» **Task prompt**: Reproduce every line of the material below word for word, with no changes.

Dataset items
※ ※ ※
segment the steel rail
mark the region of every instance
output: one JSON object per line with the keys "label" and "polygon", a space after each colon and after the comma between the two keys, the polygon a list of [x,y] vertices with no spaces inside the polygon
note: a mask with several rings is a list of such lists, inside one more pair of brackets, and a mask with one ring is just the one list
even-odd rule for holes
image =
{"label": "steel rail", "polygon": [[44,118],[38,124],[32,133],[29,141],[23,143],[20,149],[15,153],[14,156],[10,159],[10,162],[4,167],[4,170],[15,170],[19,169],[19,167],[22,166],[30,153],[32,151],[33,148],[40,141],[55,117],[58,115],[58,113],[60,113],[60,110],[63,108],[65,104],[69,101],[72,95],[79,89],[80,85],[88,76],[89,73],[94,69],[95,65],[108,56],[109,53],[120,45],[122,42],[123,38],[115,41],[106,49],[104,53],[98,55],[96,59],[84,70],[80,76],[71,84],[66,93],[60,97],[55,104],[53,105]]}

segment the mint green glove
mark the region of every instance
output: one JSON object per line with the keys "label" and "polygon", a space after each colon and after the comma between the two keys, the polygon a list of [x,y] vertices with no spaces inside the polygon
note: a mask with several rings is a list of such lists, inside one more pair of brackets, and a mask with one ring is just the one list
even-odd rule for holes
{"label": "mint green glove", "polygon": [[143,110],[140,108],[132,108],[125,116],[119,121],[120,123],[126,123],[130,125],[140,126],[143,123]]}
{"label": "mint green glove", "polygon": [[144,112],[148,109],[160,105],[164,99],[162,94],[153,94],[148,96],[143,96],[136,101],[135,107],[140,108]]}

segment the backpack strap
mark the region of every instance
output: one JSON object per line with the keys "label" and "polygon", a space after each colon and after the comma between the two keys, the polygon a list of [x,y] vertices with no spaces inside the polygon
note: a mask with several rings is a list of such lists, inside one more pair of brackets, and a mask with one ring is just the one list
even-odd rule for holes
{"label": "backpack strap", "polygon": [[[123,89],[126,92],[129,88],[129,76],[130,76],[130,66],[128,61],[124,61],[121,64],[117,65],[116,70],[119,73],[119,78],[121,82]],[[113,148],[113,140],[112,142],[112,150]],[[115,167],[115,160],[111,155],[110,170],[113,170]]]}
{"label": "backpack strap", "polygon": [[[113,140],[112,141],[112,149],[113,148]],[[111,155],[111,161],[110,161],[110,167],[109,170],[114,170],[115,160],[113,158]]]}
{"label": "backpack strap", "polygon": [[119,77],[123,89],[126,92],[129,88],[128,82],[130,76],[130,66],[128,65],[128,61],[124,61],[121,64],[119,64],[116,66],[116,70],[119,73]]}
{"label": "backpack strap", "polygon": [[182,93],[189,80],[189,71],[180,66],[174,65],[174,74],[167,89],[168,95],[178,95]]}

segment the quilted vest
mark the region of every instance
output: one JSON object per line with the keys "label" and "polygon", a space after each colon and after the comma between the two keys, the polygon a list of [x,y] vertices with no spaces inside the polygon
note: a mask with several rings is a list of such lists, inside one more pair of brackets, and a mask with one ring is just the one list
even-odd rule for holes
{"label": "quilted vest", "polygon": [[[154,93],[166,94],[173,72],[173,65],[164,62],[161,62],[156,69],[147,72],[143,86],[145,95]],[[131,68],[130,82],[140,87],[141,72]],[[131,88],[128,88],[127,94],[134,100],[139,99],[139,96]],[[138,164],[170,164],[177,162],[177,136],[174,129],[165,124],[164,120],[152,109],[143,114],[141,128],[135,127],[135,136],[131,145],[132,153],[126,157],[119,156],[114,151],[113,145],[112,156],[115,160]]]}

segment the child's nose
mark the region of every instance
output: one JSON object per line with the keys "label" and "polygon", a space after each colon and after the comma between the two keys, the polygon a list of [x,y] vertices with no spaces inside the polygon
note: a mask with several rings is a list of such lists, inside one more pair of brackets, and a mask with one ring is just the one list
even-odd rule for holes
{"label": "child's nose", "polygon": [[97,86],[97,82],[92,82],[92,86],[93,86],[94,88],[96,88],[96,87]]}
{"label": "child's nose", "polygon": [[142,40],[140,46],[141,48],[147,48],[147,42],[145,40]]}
※ ※ ※
» **The output**:
segment the steel rail
mark the region of every instance
output: one JSON object per line with the keys "label" and "polygon", a space after each colon and after the comma between the two keys, the polygon a list of [x,y] vertices with no spaces inside the polygon
note: a mask with several rings is a list of such lists, inside one more pair of brackets, and a mask with one ring is just the one list
even-odd rule for holes
image =
{"label": "steel rail", "polygon": [[44,118],[38,124],[32,133],[29,141],[23,143],[20,149],[15,153],[14,156],[10,159],[10,162],[4,167],[4,170],[15,170],[19,169],[19,167],[22,166],[30,153],[32,151],[33,148],[40,141],[55,117],[58,115],[58,113],[60,113],[60,110],[63,108],[65,104],[69,101],[72,95],[79,89],[80,85],[88,76],[89,73],[94,69],[95,65],[108,56],[109,53],[120,45],[122,42],[123,38],[115,41],[106,49],[104,53],[98,55],[96,59],[84,70],[80,76],[71,84],[66,93],[60,97],[55,104],[53,105]]}

segment the mint green glove
mark the region of every instance
output: one JSON object per line with the keys "label" and "polygon", a space after each colon and after the comma between the two keys, the polygon a list of [x,y] vertices with no spaces inside the polygon
note: a mask with several rings is a list of such lists, inside one more pair of brackets, and a mask with one ring is just the one list
even-odd rule for holes
{"label": "mint green glove", "polygon": [[143,110],[140,108],[132,108],[125,116],[119,121],[120,123],[126,123],[130,125],[140,126],[143,123]]}
{"label": "mint green glove", "polygon": [[144,112],[148,109],[160,105],[164,99],[162,94],[153,94],[148,96],[143,96],[136,101],[135,107],[140,108]]}

segment the backpack strap
mark the region of every instance
output: one JSON object per line with the keys "label" and "polygon", a space after each colon and after the comma between the two keys, the polygon a list of [x,y] vertices with no spaces inside the polygon
note: a mask with several rings is a list of such lists, inside one more pair of brackets, and a mask with one ring is just the one list
even-odd rule for holes
{"label": "backpack strap", "polygon": [[[123,89],[126,92],[129,88],[129,76],[130,76],[130,66],[128,61],[124,61],[121,64],[117,65],[116,70],[119,73],[119,78],[121,82]],[[113,148],[113,140],[112,142],[112,150]],[[115,167],[115,160],[111,155],[110,170],[113,170]]]}
{"label": "backpack strap", "polygon": [[[113,140],[112,141],[112,149],[113,148]],[[111,155],[111,161],[110,161],[110,167],[109,170],[114,170],[115,160],[113,158]]]}
{"label": "backpack strap", "polygon": [[119,77],[123,89],[126,92],[129,88],[128,82],[130,76],[130,66],[128,65],[128,61],[124,61],[121,64],[119,64],[116,66],[116,70],[119,73]]}
{"label": "backpack strap", "polygon": [[182,93],[189,80],[189,71],[180,66],[174,65],[174,74],[167,89],[168,95],[178,95]]}

segment the quilted vest
mark the region of every instance
output: one JSON object per line with the keys "label" and "polygon", a space after each colon and after the comma between the two keys, the polygon a list of [x,y] vertices with no spaces inside the polygon
note: a mask with several rings is a list of such lists, inside one more pair of brackets, and a mask with one ring is just the one list
even-odd rule for holes
{"label": "quilted vest", "polygon": [[[154,93],[166,94],[173,72],[173,65],[164,62],[161,62],[156,69],[147,72],[143,86],[145,95]],[[131,68],[130,82],[140,87],[141,72]],[[131,88],[128,88],[127,94],[134,100],[139,99],[139,96]],[[138,164],[170,164],[177,162],[177,136],[174,129],[165,124],[164,120],[152,109],[143,114],[141,128],[135,127],[135,136],[131,145],[132,153],[126,157],[119,156],[114,151],[113,145],[112,156],[115,160]]]}

segment the child's nose
mark the region of every instance
output: one JSON object per line with the keys "label" and "polygon", a space after each colon and after the comma between the two keys, the polygon a list of [x,y] vertices with no spaces inside the polygon
note: a mask with several rings is a list of such lists, inside one more pair of brackets, and a mask with one ring is just the one list
even-odd rule for holes
{"label": "child's nose", "polygon": [[97,86],[97,82],[92,82],[92,86],[93,86],[94,88],[96,88],[96,87]]}
{"label": "child's nose", "polygon": [[142,40],[140,46],[141,48],[147,48],[147,42],[145,40]]}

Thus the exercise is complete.